> [AIM] Tally the lines in the records below that contain the string "cloud", treating uppercase and lowercase as different, and reply with the number alone.

> [DATASET ROWS]
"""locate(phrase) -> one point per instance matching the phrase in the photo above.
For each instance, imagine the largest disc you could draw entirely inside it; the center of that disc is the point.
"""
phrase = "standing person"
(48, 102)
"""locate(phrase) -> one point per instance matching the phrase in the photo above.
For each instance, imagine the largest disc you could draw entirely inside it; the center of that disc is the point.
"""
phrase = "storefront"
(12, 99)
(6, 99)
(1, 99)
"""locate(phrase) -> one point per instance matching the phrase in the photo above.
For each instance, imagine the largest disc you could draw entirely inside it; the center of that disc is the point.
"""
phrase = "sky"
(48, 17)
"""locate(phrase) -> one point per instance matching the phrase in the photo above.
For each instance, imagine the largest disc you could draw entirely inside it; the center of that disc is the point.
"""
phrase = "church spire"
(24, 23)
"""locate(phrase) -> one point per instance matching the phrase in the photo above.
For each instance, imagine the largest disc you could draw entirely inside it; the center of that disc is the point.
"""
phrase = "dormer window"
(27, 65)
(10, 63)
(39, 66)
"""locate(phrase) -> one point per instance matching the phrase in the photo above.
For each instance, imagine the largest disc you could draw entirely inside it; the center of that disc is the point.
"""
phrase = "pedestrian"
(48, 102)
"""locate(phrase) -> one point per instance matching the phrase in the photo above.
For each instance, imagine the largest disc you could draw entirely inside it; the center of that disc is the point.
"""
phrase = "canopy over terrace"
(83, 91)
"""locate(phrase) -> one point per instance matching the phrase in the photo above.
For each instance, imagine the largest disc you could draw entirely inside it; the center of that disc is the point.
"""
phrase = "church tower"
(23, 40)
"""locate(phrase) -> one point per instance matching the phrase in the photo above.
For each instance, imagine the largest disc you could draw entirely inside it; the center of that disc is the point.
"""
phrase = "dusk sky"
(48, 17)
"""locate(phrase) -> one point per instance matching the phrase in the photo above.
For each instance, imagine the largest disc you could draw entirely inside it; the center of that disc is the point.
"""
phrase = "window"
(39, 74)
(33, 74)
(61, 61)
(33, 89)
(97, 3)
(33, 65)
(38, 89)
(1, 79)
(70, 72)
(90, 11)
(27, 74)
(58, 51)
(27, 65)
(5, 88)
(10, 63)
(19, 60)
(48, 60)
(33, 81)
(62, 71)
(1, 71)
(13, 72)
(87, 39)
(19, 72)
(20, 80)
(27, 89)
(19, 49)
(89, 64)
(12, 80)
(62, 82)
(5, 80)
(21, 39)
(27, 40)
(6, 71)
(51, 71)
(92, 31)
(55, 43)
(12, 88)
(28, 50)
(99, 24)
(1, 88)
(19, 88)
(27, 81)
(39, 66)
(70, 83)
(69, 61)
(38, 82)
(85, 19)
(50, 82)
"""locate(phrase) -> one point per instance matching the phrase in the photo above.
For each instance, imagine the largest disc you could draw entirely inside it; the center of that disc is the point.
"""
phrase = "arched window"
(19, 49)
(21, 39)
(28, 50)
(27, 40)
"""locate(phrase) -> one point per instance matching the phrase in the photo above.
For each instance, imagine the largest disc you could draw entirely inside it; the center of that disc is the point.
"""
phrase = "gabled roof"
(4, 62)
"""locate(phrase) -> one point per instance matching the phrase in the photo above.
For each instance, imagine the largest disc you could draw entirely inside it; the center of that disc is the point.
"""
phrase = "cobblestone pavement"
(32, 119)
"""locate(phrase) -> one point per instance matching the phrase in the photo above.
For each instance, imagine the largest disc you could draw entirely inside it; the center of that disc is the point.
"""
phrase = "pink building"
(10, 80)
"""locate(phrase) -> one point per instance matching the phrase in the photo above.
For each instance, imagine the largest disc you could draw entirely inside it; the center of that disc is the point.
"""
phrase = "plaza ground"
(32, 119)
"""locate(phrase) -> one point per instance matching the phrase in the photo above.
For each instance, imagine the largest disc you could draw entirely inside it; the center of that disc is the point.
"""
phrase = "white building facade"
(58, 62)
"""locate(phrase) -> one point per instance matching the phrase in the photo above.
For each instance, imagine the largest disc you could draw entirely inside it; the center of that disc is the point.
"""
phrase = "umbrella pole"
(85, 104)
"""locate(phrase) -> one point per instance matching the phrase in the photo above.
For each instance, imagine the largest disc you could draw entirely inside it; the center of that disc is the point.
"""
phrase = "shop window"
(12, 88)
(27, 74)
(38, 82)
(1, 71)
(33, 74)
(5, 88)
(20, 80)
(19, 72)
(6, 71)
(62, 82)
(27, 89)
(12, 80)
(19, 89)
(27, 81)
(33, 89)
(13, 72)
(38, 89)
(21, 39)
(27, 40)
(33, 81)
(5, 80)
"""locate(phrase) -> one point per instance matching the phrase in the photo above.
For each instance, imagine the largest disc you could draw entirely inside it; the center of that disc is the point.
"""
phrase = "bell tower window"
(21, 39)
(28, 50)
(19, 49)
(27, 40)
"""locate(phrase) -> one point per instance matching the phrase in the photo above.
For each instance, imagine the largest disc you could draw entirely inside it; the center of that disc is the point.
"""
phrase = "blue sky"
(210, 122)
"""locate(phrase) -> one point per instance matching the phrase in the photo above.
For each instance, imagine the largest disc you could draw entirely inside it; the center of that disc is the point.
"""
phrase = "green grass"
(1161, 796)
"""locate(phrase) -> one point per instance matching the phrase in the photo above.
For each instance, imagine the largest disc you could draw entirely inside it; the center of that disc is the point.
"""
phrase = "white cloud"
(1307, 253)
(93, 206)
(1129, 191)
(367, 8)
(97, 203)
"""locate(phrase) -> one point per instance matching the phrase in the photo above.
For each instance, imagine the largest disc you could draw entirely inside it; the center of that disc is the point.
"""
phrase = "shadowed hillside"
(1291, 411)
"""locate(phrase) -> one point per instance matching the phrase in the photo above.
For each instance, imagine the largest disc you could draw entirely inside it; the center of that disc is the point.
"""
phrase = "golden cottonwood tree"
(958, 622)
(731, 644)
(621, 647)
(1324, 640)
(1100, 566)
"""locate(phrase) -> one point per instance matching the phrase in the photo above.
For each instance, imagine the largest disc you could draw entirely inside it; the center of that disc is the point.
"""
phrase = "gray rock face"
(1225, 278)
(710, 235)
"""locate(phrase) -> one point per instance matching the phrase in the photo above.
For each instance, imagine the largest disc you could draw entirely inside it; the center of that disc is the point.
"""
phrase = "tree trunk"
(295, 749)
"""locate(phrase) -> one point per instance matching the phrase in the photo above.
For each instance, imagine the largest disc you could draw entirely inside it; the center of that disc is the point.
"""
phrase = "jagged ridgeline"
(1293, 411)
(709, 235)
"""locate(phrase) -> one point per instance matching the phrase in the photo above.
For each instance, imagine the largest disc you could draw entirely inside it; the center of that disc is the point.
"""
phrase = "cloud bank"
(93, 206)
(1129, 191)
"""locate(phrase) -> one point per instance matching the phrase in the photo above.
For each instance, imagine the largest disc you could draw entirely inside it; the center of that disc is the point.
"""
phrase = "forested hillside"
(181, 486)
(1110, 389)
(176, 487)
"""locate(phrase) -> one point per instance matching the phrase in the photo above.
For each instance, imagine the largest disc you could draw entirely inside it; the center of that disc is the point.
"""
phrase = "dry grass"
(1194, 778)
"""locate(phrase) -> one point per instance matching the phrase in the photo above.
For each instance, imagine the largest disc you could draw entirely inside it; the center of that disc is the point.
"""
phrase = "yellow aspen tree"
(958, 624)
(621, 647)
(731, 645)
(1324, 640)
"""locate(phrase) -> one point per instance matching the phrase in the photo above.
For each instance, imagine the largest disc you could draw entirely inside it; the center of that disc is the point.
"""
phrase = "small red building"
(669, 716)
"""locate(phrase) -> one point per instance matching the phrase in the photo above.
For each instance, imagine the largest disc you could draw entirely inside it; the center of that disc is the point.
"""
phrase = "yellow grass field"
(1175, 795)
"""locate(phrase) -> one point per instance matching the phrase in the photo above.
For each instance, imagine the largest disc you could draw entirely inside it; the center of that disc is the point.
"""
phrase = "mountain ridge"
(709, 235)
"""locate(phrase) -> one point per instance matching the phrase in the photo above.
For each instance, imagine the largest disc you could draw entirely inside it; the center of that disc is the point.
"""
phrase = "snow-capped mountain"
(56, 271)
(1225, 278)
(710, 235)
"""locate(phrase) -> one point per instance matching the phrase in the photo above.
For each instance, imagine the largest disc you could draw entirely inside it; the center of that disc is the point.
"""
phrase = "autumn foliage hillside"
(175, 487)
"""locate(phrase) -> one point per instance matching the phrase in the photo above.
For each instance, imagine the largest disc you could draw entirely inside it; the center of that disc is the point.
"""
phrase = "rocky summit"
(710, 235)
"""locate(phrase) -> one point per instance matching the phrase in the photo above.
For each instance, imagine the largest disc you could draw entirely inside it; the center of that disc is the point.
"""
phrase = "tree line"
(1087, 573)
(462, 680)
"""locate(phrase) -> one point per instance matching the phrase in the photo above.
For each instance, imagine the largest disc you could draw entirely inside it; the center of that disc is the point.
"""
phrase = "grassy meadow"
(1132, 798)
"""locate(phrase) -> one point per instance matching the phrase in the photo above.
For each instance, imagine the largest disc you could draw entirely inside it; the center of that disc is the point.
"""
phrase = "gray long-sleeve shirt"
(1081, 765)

> [FULL RESPONSE] 2